Report each line of the items below that contains the string "column", copying every such line in full.
## BEGIN Record set
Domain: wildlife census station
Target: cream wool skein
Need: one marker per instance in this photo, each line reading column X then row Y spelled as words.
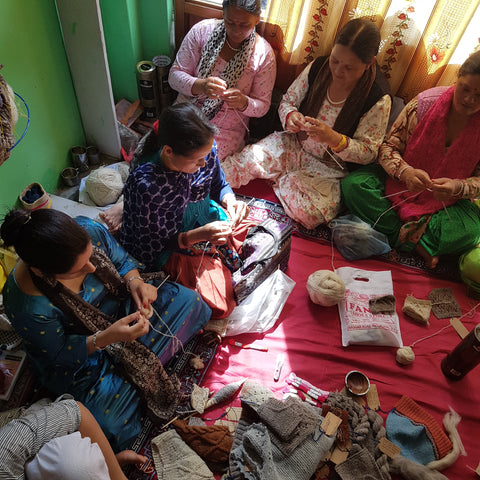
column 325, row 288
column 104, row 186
## END Record set
**Answer in full**
Need: one marker per instance in this photo, each line reading column X then row Y spelled as words.
column 325, row 288
column 104, row 186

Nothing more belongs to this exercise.